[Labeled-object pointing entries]
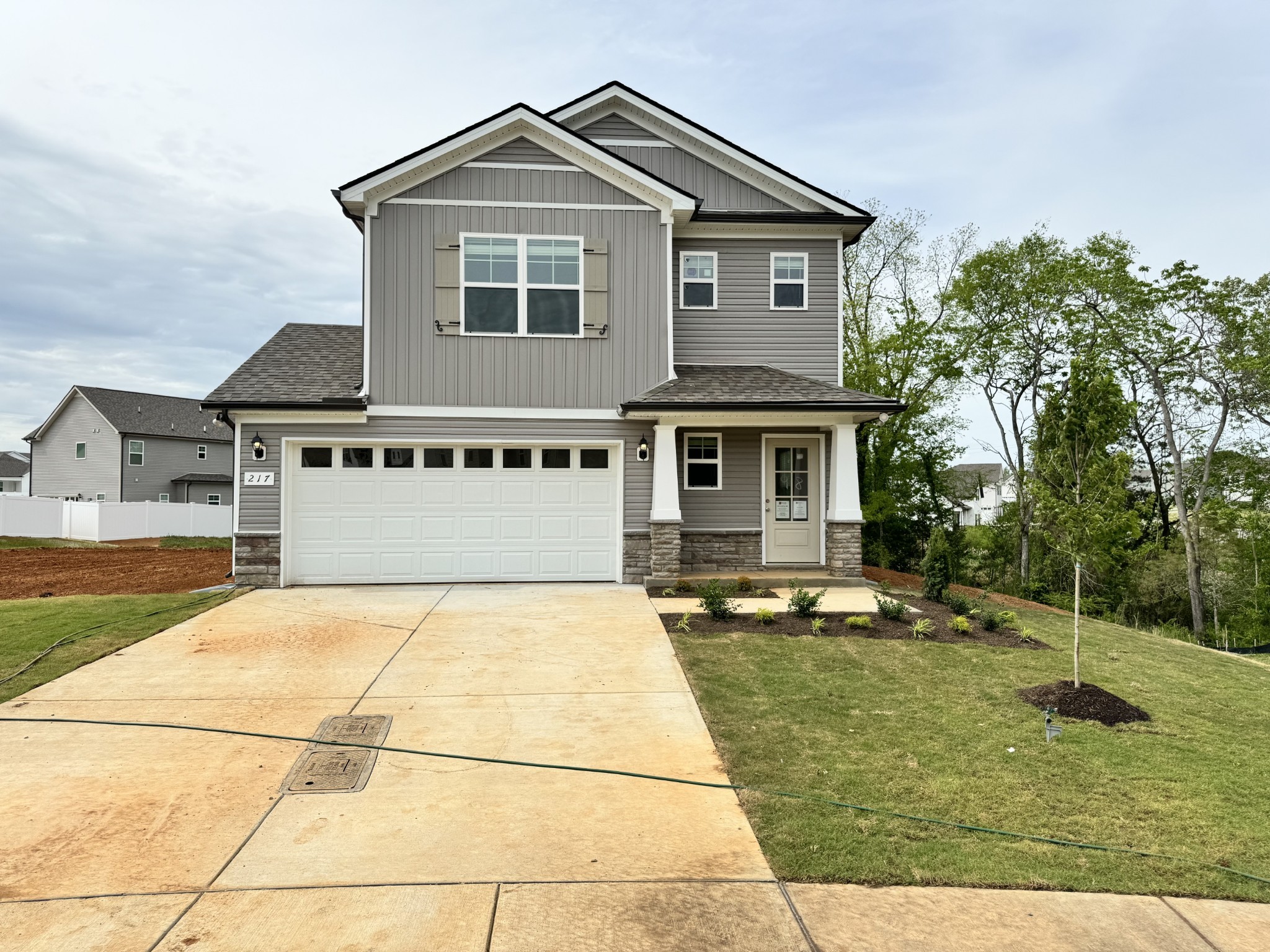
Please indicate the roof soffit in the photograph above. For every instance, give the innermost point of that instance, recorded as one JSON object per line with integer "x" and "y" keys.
{"x": 718, "y": 152}
{"x": 367, "y": 195}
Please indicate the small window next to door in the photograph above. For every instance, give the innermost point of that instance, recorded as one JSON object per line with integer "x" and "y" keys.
{"x": 703, "y": 460}
{"x": 793, "y": 479}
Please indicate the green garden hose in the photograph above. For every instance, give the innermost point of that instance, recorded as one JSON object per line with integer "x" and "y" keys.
{"x": 809, "y": 798}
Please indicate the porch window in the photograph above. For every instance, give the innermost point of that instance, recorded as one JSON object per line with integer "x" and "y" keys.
{"x": 522, "y": 286}
{"x": 703, "y": 460}
{"x": 789, "y": 282}
{"x": 698, "y": 280}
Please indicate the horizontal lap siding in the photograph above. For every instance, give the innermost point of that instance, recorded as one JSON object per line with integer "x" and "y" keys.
{"x": 745, "y": 329}
{"x": 259, "y": 507}
{"x": 714, "y": 187}
{"x": 521, "y": 186}
{"x": 411, "y": 364}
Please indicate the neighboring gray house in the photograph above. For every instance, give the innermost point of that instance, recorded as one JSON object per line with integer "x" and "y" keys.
{"x": 116, "y": 446}
{"x": 980, "y": 491}
{"x": 14, "y": 472}
{"x": 601, "y": 343}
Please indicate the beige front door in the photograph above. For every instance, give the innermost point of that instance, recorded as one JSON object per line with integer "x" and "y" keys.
{"x": 791, "y": 499}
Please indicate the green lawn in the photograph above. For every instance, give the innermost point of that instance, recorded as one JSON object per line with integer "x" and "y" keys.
{"x": 31, "y": 625}
{"x": 925, "y": 728}
{"x": 195, "y": 542}
{"x": 27, "y": 542}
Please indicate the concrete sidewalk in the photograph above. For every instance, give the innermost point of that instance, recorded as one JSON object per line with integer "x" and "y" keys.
{"x": 133, "y": 839}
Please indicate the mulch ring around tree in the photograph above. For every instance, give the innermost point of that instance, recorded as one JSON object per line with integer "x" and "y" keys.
{"x": 835, "y": 626}
{"x": 1086, "y": 703}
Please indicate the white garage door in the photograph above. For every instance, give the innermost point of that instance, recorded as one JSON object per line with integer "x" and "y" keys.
{"x": 427, "y": 512}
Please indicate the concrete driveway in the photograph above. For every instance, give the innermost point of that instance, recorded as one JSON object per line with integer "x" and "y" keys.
{"x": 131, "y": 838}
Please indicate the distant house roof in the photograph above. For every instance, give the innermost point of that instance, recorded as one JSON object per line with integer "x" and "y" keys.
{"x": 146, "y": 415}
{"x": 303, "y": 364}
{"x": 14, "y": 465}
{"x": 753, "y": 387}
{"x": 203, "y": 478}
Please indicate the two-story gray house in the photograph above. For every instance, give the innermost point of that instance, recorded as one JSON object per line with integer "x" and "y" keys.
{"x": 601, "y": 343}
{"x": 118, "y": 446}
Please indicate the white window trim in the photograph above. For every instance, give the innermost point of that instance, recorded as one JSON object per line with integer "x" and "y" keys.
{"x": 522, "y": 286}
{"x": 696, "y": 281}
{"x": 771, "y": 280}
{"x": 718, "y": 462}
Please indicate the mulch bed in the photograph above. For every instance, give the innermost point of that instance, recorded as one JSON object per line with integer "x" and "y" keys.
{"x": 31, "y": 573}
{"x": 835, "y": 626}
{"x": 1086, "y": 703}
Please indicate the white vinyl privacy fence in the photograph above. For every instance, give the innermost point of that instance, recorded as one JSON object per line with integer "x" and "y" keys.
{"x": 103, "y": 522}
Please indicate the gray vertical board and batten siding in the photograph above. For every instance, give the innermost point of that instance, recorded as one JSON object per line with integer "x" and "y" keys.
{"x": 412, "y": 364}
{"x": 56, "y": 471}
{"x": 259, "y": 506}
{"x": 744, "y": 329}
{"x": 167, "y": 459}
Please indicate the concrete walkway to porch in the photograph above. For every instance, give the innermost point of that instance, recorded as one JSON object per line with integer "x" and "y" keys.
{"x": 130, "y": 839}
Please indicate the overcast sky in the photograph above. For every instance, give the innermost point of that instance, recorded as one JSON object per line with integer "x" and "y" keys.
{"x": 167, "y": 167}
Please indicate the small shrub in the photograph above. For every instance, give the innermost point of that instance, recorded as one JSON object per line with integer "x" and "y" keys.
{"x": 717, "y": 599}
{"x": 922, "y": 627}
{"x": 959, "y": 602}
{"x": 804, "y": 603}
{"x": 889, "y": 609}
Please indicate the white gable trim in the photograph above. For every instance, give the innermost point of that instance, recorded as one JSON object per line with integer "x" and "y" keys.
{"x": 367, "y": 195}
{"x": 704, "y": 146}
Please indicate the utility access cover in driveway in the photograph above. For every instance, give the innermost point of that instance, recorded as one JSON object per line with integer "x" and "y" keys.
{"x": 323, "y": 769}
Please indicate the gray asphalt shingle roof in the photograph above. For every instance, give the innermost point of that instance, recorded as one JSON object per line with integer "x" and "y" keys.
{"x": 753, "y": 386}
{"x": 153, "y": 415}
{"x": 303, "y": 363}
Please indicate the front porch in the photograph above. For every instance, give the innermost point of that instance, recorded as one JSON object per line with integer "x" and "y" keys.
{"x": 753, "y": 474}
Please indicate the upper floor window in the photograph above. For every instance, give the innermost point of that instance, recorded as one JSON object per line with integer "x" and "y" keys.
{"x": 698, "y": 278}
{"x": 789, "y": 281}
{"x": 521, "y": 286}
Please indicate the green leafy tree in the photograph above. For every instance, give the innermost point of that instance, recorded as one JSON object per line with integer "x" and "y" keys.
{"x": 1080, "y": 477}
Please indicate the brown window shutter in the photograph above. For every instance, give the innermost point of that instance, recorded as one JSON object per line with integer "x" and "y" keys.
{"x": 446, "y": 265}
{"x": 595, "y": 287}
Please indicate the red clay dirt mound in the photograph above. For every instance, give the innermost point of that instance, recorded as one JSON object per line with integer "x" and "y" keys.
{"x": 906, "y": 580}
{"x": 30, "y": 573}
{"x": 1089, "y": 702}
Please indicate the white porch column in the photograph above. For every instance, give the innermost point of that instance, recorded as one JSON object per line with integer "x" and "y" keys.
{"x": 666, "y": 475}
{"x": 843, "y": 479}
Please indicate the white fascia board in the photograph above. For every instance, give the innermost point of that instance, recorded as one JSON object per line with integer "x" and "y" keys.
{"x": 493, "y": 413}
{"x": 520, "y": 122}
{"x": 691, "y": 139}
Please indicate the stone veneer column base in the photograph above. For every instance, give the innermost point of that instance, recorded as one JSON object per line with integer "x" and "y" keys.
{"x": 258, "y": 559}
{"x": 665, "y": 557}
{"x": 843, "y": 550}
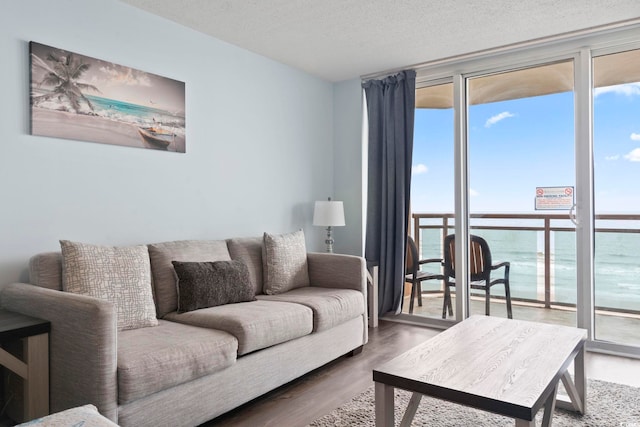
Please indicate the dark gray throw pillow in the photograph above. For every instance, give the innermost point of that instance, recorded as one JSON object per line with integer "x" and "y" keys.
{"x": 208, "y": 284}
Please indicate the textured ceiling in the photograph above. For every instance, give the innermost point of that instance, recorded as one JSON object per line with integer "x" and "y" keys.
{"x": 343, "y": 39}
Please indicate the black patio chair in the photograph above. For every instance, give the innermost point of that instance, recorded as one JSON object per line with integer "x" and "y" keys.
{"x": 415, "y": 275}
{"x": 480, "y": 266}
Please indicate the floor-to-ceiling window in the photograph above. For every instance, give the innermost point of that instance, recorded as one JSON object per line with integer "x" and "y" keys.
{"x": 540, "y": 157}
{"x": 616, "y": 141}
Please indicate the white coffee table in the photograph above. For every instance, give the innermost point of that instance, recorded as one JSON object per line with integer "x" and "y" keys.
{"x": 509, "y": 367}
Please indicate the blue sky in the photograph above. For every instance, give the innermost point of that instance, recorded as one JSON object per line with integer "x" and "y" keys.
{"x": 518, "y": 145}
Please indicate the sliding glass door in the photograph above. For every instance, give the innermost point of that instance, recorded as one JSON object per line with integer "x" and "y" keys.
{"x": 541, "y": 159}
{"x": 616, "y": 140}
{"x": 521, "y": 157}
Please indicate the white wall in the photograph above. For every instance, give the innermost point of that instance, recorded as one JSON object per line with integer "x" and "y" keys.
{"x": 259, "y": 141}
{"x": 347, "y": 160}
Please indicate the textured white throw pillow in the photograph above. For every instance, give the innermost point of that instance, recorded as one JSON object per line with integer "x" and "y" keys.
{"x": 284, "y": 258}
{"x": 121, "y": 275}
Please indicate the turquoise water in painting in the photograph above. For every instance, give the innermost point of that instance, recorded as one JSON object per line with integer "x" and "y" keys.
{"x": 617, "y": 265}
{"x": 139, "y": 115}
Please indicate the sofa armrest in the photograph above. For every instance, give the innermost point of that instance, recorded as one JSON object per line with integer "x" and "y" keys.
{"x": 82, "y": 344}
{"x": 337, "y": 271}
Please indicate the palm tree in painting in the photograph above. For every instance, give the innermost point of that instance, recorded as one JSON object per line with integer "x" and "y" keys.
{"x": 63, "y": 75}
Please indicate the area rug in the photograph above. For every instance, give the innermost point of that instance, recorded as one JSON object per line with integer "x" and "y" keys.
{"x": 608, "y": 405}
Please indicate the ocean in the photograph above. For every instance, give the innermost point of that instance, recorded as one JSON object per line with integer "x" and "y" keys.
{"x": 138, "y": 115}
{"x": 120, "y": 111}
{"x": 617, "y": 265}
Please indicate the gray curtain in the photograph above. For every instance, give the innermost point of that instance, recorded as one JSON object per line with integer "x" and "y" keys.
{"x": 390, "y": 106}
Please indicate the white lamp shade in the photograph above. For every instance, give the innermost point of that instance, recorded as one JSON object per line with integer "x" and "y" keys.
{"x": 328, "y": 213}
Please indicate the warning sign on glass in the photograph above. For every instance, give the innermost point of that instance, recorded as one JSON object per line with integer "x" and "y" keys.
{"x": 554, "y": 198}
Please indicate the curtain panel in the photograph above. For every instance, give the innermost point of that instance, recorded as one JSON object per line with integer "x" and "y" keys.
{"x": 391, "y": 109}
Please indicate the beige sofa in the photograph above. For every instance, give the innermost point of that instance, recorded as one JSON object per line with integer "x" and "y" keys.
{"x": 197, "y": 365}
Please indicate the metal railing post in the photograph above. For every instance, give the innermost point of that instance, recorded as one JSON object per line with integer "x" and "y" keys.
{"x": 547, "y": 262}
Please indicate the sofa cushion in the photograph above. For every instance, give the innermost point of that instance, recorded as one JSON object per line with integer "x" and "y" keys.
{"x": 249, "y": 251}
{"x": 284, "y": 257}
{"x": 208, "y": 284}
{"x": 331, "y": 307}
{"x": 45, "y": 270}
{"x": 256, "y": 325}
{"x": 121, "y": 275}
{"x": 154, "y": 359}
{"x": 164, "y": 279}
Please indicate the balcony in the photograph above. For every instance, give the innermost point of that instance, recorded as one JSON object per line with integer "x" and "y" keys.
{"x": 541, "y": 249}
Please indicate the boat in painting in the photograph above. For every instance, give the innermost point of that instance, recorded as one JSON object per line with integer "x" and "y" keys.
{"x": 156, "y": 136}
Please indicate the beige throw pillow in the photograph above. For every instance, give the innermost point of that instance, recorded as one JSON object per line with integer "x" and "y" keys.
{"x": 121, "y": 275}
{"x": 284, "y": 258}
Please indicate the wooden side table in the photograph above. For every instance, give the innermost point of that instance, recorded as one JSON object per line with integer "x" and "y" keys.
{"x": 34, "y": 334}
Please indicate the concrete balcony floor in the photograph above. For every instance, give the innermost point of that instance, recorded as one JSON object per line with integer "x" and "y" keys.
{"x": 619, "y": 328}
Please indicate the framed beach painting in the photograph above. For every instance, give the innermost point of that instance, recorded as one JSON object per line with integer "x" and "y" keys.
{"x": 83, "y": 98}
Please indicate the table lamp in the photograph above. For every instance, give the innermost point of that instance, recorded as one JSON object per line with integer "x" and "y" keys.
{"x": 328, "y": 214}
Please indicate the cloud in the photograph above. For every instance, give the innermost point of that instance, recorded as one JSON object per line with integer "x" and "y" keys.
{"x": 498, "y": 117}
{"x": 633, "y": 156}
{"x": 126, "y": 76}
{"x": 419, "y": 169}
{"x": 628, "y": 89}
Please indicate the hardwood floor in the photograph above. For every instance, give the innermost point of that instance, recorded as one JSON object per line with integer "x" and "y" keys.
{"x": 318, "y": 393}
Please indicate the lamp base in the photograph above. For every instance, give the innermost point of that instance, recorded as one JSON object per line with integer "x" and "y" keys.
{"x": 329, "y": 240}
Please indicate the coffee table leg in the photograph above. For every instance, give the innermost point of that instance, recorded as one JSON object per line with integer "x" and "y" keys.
{"x": 384, "y": 405}
{"x": 410, "y": 412}
{"x": 577, "y": 390}
{"x": 549, "y": 407}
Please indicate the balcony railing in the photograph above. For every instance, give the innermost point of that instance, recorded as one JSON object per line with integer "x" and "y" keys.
{"x": 545, "y": 225}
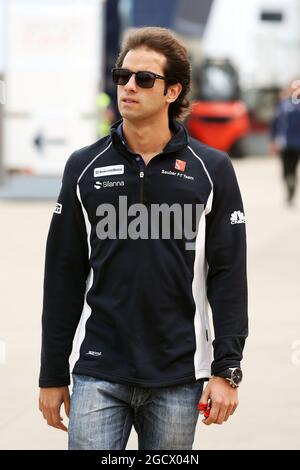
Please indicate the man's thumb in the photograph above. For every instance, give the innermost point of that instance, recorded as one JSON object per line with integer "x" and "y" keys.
{"x": 203, "y": 401}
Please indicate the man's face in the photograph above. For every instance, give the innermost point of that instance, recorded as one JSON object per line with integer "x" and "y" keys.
{"x": 136, "y": 103}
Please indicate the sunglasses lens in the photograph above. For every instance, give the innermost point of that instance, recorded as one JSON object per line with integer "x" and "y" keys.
{"x": 145, "y": 79}
{"x": 121, "y": 76}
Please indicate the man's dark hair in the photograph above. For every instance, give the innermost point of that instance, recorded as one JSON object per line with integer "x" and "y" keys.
{"x": 177, "y": 68}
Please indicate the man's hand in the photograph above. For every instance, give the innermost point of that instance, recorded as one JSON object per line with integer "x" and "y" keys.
{"x": 50, "y": 401}
{"x": 221, "y": 398}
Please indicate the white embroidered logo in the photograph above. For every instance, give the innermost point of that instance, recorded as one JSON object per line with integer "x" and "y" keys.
{"x": 237, "y": 217}
{"x": 58, "y": 208}
{"x": 94, "y": 353}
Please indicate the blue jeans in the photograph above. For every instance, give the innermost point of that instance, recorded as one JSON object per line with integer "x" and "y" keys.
{"x": 102, "y": 414}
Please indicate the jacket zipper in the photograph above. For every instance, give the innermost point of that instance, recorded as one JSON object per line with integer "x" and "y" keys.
{"x": 142, "y": 174}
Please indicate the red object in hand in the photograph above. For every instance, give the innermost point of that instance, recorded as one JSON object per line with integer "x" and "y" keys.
{"x": 205, "y": 408}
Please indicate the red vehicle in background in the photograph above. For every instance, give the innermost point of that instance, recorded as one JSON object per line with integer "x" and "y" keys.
{"x": 219, "y": 117}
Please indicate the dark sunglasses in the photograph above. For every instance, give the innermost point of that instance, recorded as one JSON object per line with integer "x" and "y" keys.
{"x": 143, "y": 78}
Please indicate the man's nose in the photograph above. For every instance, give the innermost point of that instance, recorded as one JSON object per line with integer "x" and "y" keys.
{"x": 131, "y": 84}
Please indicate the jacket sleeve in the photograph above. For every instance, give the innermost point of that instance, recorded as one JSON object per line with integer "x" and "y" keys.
{"x": 226, "y": 275}
{"x": 66, "y": 270}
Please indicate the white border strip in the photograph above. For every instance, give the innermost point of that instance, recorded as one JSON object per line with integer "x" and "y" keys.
{"x": 95, "y": 158}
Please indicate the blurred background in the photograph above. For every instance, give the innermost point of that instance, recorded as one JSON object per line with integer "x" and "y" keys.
{"x": 56, "y": 95}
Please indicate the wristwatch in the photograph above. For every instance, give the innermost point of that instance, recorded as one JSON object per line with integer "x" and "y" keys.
{"x": 234, "y": 376}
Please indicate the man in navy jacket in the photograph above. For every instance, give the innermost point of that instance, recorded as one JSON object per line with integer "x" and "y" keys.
{"x": 148, "y": 231}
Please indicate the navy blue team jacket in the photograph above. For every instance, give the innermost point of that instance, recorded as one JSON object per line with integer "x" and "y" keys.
{"x": 139, "y": 309}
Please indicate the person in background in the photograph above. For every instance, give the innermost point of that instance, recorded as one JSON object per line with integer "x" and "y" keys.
{"x": 285, "y": 137}
{"x": 105, "y": 114}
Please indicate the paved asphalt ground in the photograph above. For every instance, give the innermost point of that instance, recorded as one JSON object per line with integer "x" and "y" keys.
{"x": 269, "y": 413}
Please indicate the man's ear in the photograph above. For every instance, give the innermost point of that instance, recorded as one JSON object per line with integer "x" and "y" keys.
{"x": 173, "y": 92}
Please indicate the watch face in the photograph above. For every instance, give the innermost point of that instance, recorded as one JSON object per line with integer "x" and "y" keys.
{"x": 237, "y": 375}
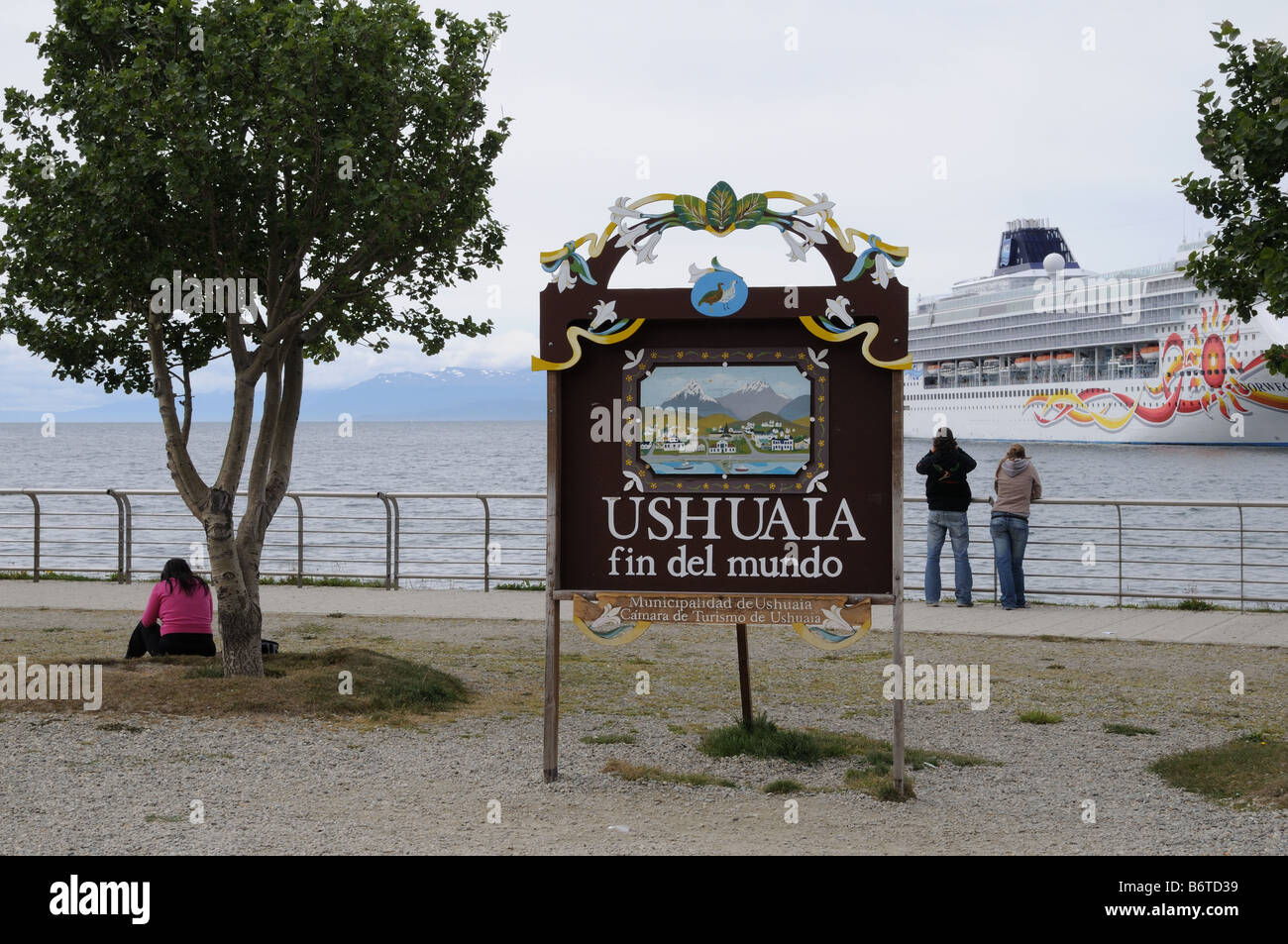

**Given problem**.
Which lines of the records above contain the word "dark"? List each one in full.

**The response**.
Please indicate the dark gray throw pillow in the photograph above. For every instance, give the innermost point of that instance, recorded as one JSON object per line with integer "x" and "y" keys.
Please indicate the man's dark hair in the photograph above. For every instance, give the innermost point of that instance, recorded as one JSON object per line with integer "x" and "y" keys.
Please indicate the dark sunglasses in the photograph above. For every instance, give the innermost point of that instance, recorded as one JSON object per line with integer "x" and "y" keys.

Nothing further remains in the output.